» Extrait fourni:
◆ ◆ ◆ ◆ ◆ ◆ ◆
Tunisie : Moncef Marzouki, la révolution au palais présidentiel de Carthage
L’anticonformisme et la personnalité du chef de l’État tunisien Moncef Marzouki n’ont pas manqué de rejaillir sur le fonctionnement du palais présidentiel, où plus rien n’est comme avant. Enquête.
« Depuis l’arrivée, le 13 décembre, de Moncef Marzouki, le palais présidentiel a connu des bouleversements majeurs. » Chauffeur depuis deux décennies au palais de Carthage, Tahar, 45 ans, n’a aucune nostalgie de l’ère Ben Ali, même s’il déplore une croissance exponentielle du volume de travail. « Ma journée commence à 7 heures et s’achève rarement avant 21 heures, mais je le fais avec plaisir. Auparavant, l’activité présidentielle ne s’emballait qu’à de rares occasions : sommets internationaux, visiteurs prestigieux ou organisation des villégiatures de madame, ses enfants et ses neveux. Aujourd’hui, malgré des prérogatives moindres, l’activité est plus dense. » Et si vous lui demandez ce qui a changé dans son travail, il répond sans hésitation : « La disparition de l’angoisse de la brimade et de l’humiliation par le boss, sa famille ou son staff. » Mais l’avènement de Moncef Marzouki à la présidence de la République n’a pas eu d’impact sur le seul petit personnel du palais. L’anticonformisme du nouveau locataire de Carthage, son éducation, sa personnalité et ses convictions politiques, ont provoqué une véritable révolution au palais à tous les niveaux.
◆ ◆ ◆ ◆ ◆ ◆ ◆
» La consigne: Pouvez-vous modifier l'extrait fourni, dans le passage qui va de « Tunisie : Moncef » jusqu'à « comme avant. Enquête. », en remplaçant « palais présidentiel » par « siège de la présidence » ?

» Données présentées:
◆ ◆ ◆ ◆ ◆ ◆ ◆
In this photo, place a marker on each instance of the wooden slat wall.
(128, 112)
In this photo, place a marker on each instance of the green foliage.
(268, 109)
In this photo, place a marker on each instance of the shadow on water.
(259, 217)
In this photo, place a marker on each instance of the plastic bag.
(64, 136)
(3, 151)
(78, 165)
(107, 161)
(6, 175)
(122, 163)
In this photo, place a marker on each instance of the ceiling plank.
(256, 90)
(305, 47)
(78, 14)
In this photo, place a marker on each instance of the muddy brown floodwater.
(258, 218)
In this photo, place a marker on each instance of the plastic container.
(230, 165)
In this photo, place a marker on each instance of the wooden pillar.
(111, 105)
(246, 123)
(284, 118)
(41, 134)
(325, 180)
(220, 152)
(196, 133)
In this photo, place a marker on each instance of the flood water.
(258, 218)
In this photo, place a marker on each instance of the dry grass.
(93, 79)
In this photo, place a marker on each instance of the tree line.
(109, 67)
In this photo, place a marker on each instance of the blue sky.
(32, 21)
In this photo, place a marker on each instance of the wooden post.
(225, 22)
◆ ◆ ◆ ◆ ◆ ◆ ◆
» Corrigé de l'exercice:
Tunisie : Moncef Marzouki, la révolution au siège de la présidence de Carthage
L’anticonformisme et la personnalité du chef de l’État tunisien Moncef Marzouki n’ont pas manqué de rejaillir sur le fonctionnement du siège de la présidence, où plus rien n’est comme avant. Enquête.